PASSAGE GIVEN:

________

In a short paragraph, tell us about your project and what you're building.

Weaver is designed to be a highly flexible platform for medium and long-form writing on atproto. I was inspired by how weaver birds build their own homes, and by the notebooks, physical and virtual, that I create in the course of my work, to ideate, to document, and to inform. The initial proof-of-concept is a static site generator, able to turn a Markdown text file or a folder of Markdown files, such as an Obsidian vault or git repository documentation, into a static "notebook" site. The file is uploaded to your PDS, where it can be accessed, either directly, via a minimal appview layer that provides a friendlier web address than an XRPC request or CDN link, or hosted on a platform of your choice, be that your own server or any other static site hosting service. The intermediate goal is an elegant and intuitive writing platform with collaborative editing and straightforward, immediate publishing via a web-app. The ultimate goal is to build a platform suitable for professional writers and journalists, an open alternative to platforms like Substack, with ways for readers to support writers, all on the AT protocol. Currently it is in the earliest stages of development, working on core components such as the parsing and rendering backend, command-line client, and initial appview. The plan is to have the proof-of-concept ready for testing in June, and to immediately begin using it for my own writing, as well as information and updates about the project.

How do you plan to use this grant? Feel free to be specific.

I plan to use the grant money to help with hosting and/or hardware costs (such as VPS rental fees or upgrades to my homelab, like a backup internet connection), and potentially to offset the costs of incorporation. If I'm not able to dedicate enough time to this or bring other people onto the project, it won't get off the ground, and some help with expenses makes that possible.

Who are you? Please provide a brief bio or background about yourself.

I'm Orual, an electronics designer and software engineer who routinely works across the entire stack from bare metal microcontrollers all the way up to web services, UX development, and AI. I grew up getting mail delivered by single-engine Cessna airplane to a grass airstrip outside a tiny village in Congo and listening to my parents talk with people half-way across the country on a short-wave radio, later using an early satellite phone to send email, the ultimate decentralized information network, maybe. I wrote my first line of code when I was ten, started building robots soon after, got into university for engineering, designed and built electronic musical instruments, dropped out of university, transitioned my sex, learned a ton about programming and electronics, went back to college and got into research.

________

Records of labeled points
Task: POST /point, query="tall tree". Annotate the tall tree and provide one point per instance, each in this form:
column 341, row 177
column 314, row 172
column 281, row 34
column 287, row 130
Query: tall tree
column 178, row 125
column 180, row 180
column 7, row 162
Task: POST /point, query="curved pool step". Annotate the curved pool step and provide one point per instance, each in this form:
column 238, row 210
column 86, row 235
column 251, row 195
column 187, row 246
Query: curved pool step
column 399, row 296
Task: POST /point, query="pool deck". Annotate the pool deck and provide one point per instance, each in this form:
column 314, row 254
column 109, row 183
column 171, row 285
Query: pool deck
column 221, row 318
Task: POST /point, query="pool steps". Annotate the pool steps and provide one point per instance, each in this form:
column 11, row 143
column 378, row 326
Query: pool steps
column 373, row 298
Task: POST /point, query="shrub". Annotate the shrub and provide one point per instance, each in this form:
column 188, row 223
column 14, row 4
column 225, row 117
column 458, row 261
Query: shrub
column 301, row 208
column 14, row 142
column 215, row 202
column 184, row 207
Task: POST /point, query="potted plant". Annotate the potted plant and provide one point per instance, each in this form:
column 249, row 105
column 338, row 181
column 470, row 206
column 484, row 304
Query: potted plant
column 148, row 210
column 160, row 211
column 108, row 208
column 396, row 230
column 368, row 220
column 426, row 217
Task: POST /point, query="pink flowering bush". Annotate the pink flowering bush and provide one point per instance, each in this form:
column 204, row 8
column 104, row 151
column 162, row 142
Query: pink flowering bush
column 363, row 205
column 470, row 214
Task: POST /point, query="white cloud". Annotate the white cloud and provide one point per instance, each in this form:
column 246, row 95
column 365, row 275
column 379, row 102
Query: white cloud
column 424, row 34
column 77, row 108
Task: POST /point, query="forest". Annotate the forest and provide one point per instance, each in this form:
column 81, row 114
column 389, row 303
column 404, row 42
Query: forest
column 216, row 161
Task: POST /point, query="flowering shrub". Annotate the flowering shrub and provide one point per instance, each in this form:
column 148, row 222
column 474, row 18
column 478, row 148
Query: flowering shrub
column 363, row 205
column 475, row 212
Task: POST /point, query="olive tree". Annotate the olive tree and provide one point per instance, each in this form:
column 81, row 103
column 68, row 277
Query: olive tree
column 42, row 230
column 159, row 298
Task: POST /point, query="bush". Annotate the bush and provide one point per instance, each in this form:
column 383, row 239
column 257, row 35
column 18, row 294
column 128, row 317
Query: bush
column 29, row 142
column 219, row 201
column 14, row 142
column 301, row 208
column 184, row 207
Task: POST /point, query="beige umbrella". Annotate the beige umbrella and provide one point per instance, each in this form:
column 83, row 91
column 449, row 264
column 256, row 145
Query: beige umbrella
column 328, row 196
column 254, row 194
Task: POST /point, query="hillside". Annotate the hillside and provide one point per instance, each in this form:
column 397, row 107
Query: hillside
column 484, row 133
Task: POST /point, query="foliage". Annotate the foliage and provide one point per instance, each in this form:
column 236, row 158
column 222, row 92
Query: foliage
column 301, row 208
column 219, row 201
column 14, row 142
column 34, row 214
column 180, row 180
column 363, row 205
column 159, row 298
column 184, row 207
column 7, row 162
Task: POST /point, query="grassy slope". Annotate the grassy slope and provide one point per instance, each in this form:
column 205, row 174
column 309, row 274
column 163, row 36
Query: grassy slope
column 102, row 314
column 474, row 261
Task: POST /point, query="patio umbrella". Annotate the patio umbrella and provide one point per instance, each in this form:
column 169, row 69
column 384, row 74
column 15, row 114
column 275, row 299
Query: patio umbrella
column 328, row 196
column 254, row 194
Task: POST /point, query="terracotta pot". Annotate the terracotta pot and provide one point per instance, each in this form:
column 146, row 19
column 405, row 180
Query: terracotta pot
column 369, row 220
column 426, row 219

________

REQUIREMENTS:
Write the next part of the Weaver grant application, starting after its final sentence. The records aren't needed here.

EXERCISE ANSWER:
Currently, I work part-time as a principal investigator in a small applied research lab at a college, helping startups and other businesses with product development and prototyping. I'm a long-time enthusiast for blogging and other forms of extended online writing, but have always been dissatisfied with existing solutions, which is the impetus for Weaver, and because of my experience across the whole tech stack, I think I can deliver something really great.

What excites you about building in the ATProto/Bluesky ecosystem? This helps us understand what's driving you.

I'm a Utopian in the Terra Ignota sense. I want to see us flourish and go out into the universe. I want people to be free and able to create and build wonders, not beholden to any sovereigns, in whatever forms they wish. My vocation is engineering. It is the thing I cannot help but do, and I take great pleasure and pride in it. In the ATProto ecosystem I see a way to direct my skills toward creating the kinds of tools and platforms that empower people.

I got onto Bluesky early and was immediately hooked for a number of reasons. The first is the actual protocol itself. How it does identity, how the user maintains control over their identity and data, largely independent of hosting and services, and how no single service needs to do it all, you can mix and match. It's the embodiment of a lot of the ideas I've had about how the social web should work for a long time.

In addition to championing the atproto identity model and overall philosophy to clients at work, I’ve done some early explorations with private data and varied interaction modalities via embedded systems, such as a Rust XRPC client for microcontrollers like the ESP32. I've been watching projects like Whitewind and Leaflet explore the long-form atproto writing space, and I think there's room for a more flexible, extensible, and collaborative approach to the concept on the protocol.

The other primary staying factor has been the community. The Bluesky dev team has been so enthusiastic and welcoming for those who want to work on and with the protocol. One personal example is that of Morpho, an Android Bluesky client, which received an ATProtocol microgrant. I’ve made a lot of friends on Bluesky, and I want to grow the ecosystem which allowed that to happen, to help it flourish and become more than just a grand dream behind a Twitter clone.

How does your project align with our goal of accelerating growth in the ATProto/Bluesky ecosystem with developer tools?

The initial alpha version of Weaver is targeted at developers and people otherwise comfortable with a terminal. It aims to bring the process of documenting your tools, educating people, and otherwise writing and publishing things that don’t fit well into a Bluesky post or thread onto the protocol in a way that is highly flexible. If that is all that it does, that’s excellent and meets a need that I see in the community. It would provide a consistent way to make a blog built on ATProto without everyone having to reinvent part or all of the wheel, or do programming they don't want to do.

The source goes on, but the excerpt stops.